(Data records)

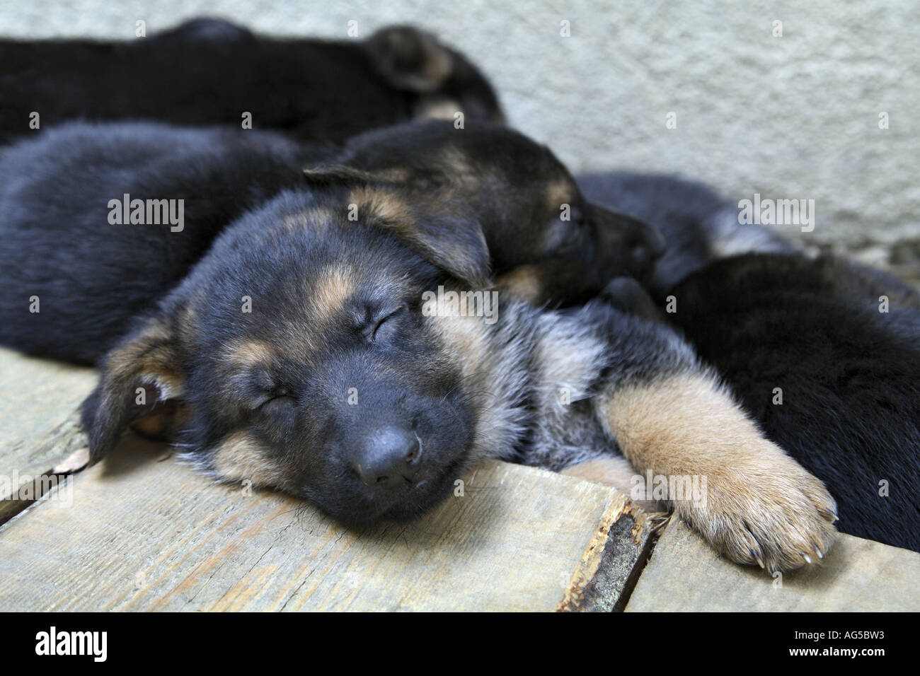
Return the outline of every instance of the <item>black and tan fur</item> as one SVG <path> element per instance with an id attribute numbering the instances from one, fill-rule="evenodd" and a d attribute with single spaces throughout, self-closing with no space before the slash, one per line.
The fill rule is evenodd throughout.
<path id="1" fill-rule="evenodd" d="M 737 206 L 698 183 L 623 172 L 579 182 L 668 242 L 651 285 L 661 308 L 628 309 L 682 331 L 766 436 L 824 482 L 842 532 L 920 551 L 920 292 L 740 224 Z"/>
<path id="2" fill-rule="evenodd" d="M 329 144 L 408 120 L 502 118 L 476 66 L 411 27 L 324 40 L 199 18 L 126 40 L 0 40 L 0 143 L 77 120 L 239 129 L 244 113 Z"/>
<path id="3" fill-rule="evenodd" d="M 373 209 L 420 246 L 417 231 L 444 231 L 430 256 L 476 251 L 484 262 L 466 272 L 483 285 L 516 269 L 500 282 L 535 304 L 648 276 L 661 249 L 651 228 L 587 202 L 547 148 L 500 125 L 399 125 L 336 151 L 253 130 L 71 123 L 0 151 L 0 343 L 94 362 L 227 224 L 305 185 L 340 193 L 355 218 Z M 109 223 L 109 201 L 126 193 L 184 200 L 182 230 Z"/>
<path id="4" fill-rule="evenodd" d="M 454 132 L 455 143 L 420 143 L 424 189 L 411 185 L 412 164 L 375 166 L 361 156 L 373 148 L 356 144 L 342 162 L 308 171 L 305 186 L 224 228 L 101 360 L 84 407 L 93 460 L 154 416 L 155 431 L 211 476 L 279 488 L 358 523 L 424 511 L 485 457 L 565 470 L 625 456 L 642 472 L 707 476 L 702 502 L 672 503 L 732 560 L 788 568 L 822 556 L 834 533 L 833 498 L 758 432 L 673 331 L 604 300 L 546 310 L 507 287 L 494 323 L 450 307 L 425 311 L 423 293 L 439 287 L 488 291 L 499 249 L 513 255 L 498 232 L 502 217 L 514 222 L 509 205 L 526 209 L 535 239 L 570 227 L 555 222 L 557 202 L 581 199 L 548 151 L 527 149 L 523 137 L 485 129 L 490 151 L 512 140 L 507 156 L 482 157 L 473 130 Z M 541 162 L 522 168 L 515 154 Z M 437 171 L 439 162 L 450 170 Z M 458 179 L 464 164 L 472 168 Z M 479 173 L 489 180 L 477 181 Z M 527 200 L 514 195 L 518 186 L 533 190 Z M 427 191 L 438 199 L 423 199 Z M 54 242 L 40 263 L 66 270 L 67 233 L 42 218 L 41 202 L 29 206 L 30 220 L 13 223 Z M 109 235 L 111 225 L 77 215 L 73 236 Z M 627 223 L 624 241 L 635 244 Z M 554 269 L 558 251 L 529 246 L 521 265 Z M 612 274 L 629 271 L 632 254 L 632 246 L 603 252 L 627 263 Z M 119 256 L 113 249 L 105 264 Z M 76 306 L 93 273 L 92 260 L 83 265 L 66 296 Z M 25 290 L 10 274 L 5 290 Z M 577 296 L 597 283 L 564 289 Z M 6 311 L 13 331 L 30 320 L 28 296 L 20 300 Z"/>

◆ **Task to carry out**: Which lines above contain the string "throughout", with case counting? Pick out each of those lines and copy it in full.

◆ **Response to this exercise**:
Return the outline of every instance of the <item>black and tan fur</item> as one SVG <path> element per instance with an id attribute numbering the instances from one, fill-rule="evenodd" and a d attribute with single spaces throughout, self-closing with no space before the slash, one per line.
The fill rule is evenodd throughout.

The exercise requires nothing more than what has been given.